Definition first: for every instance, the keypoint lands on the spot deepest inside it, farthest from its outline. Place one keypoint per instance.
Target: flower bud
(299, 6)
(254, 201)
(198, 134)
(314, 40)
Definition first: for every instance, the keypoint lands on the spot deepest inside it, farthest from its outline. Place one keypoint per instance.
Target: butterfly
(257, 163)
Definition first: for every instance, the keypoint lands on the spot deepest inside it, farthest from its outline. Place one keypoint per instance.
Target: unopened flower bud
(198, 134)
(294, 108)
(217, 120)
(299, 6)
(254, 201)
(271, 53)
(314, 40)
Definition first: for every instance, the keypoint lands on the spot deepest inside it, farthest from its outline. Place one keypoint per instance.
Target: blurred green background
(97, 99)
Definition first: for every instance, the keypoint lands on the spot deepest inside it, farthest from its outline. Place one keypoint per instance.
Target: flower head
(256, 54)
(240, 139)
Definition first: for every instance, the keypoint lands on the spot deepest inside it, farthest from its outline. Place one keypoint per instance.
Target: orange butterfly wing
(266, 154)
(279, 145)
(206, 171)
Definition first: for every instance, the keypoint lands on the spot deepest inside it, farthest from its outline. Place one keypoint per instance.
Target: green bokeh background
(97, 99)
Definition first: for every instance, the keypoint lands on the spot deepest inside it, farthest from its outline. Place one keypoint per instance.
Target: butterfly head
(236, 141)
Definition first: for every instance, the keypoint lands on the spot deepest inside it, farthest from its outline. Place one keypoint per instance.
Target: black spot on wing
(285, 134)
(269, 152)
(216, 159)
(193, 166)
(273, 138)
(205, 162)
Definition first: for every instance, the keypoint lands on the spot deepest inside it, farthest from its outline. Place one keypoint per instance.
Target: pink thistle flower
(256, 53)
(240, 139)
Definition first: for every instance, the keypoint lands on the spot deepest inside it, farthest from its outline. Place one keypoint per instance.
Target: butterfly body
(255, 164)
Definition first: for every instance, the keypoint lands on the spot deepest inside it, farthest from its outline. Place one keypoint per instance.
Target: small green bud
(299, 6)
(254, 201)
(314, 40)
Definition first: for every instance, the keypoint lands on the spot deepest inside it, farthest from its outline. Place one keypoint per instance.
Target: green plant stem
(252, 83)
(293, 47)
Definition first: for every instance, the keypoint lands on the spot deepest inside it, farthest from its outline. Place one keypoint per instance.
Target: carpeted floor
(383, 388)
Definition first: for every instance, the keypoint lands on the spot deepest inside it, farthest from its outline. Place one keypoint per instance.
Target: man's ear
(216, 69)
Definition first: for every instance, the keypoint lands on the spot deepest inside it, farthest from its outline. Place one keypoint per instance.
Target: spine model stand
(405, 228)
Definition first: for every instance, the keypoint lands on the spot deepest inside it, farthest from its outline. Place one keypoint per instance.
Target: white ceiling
=-=-=-=-=
• _WHAT IS BEING ASKED_: Transcribe the material above word for word.

• _ANSWER SPACE_:
Definition first: for every instance, the keypoint lands on the spot deepest inside it, farthest from its outline. Place one keypoint per instance.
Target: flower bud
(299, 6)
(254, 201)
(198, 134)
(314, 40)
Definition first: for every instance, the keypoint lands on the spot deepest inside it, farthest from its outline. Place one keypoint per instance.
Target: butterfly
(257, 163)
Definition first: for every instance, the keypoint lands on the spot deepest inside it, farthest from its outline. Place one keypoint per instance.
Target: unopened flower bud
(198, 134)
(294, 108)
(217, 120)
(299, 6)
(254, 201)
(271, 53)
(314, 40)
Definition first: for every instance, the keypoint lands on the spot deepest inside it, farthest from its outline. Place one keypoint per instance.
Target: blurred green background
(97, 99)
Definition first: for every instance, the keypoint lands on the spot deepest inside it, farthest from its outline. Place one keypoint per instance.
Target: flower head
(256, 54)
(240, 139)
Definition first: for every instance, the keypoint lands on the spot deepest inside it, farthest from its outline. Place one keypoint per instance.
Target: orange butterfly wing
(266, 154)
(279, 145)
(206, 171)
Definition first: for every instance, the keypoint lands on the spot deepest inside it, farthest from its outline. Place one keypoint per instance.
Target: green bokeh background
(97, 99)
Definition first: for every instance, the keypoint lands on the spot deepest inside it, farthest from its outline. Place one keypoint per instance.
Target: butterfly head
(236, 141)
Definition first: for every instance, the keypoint lands on the spot deepest inside it, farthest from its outline. Place one keypoint per instance.
Target: black spot on wing
(285, 134)
(269, 152)
(216, 159)
(193, 166)
(273, 138)
(205, 162)
Definition first: for every instance, the keypoint lands on the spot deepest inside it, farthest from its outline. Place one keypoint per instance.
Target: pink thistle flower
(256, 53)
(240, 139)
Definition first: for every instance, the keypoint lands on the spot deepest inside it, farthest from its outline. Place one keypoint per instance.
Target: butterfly body
(255, 164)
Definition first: for every instance, the keypoint lands on the spot deepest inside it, farthest from its outline. Place one keypoint per instance.
Target: small green bud
(299, 6)
(254, 201)
(314, 40)
Definition first: for every instance, the keypoint lands on the spot deepest inside it, farthest from its outline. Place one keypoint per instance.
Target: green plant stem
(252, 83)
(293, 47)
Definition first: for every instance, the keypoint lands on the spot deepest inside it, farthest from its outline. Place one keypoint per instance.
Target: carpeted floor
(383, 388)
Definition first: for every instance, the keypoint lands on the spot deepest inside it, farthest from its outline. Place one keypoint per instance.
Target: man's ear
(216, 69)
Definition first: for every instance, the keypoint lands on the spot deepest inside it, farthest from its outline. Place one keypoint per instance.
Target: spine model stand
(405, 228)
Definition first: for every instance, the keypoint lands on the spot deepest inside it, farthest from its outline. Place one keypoint per instance.
Target: white ceiling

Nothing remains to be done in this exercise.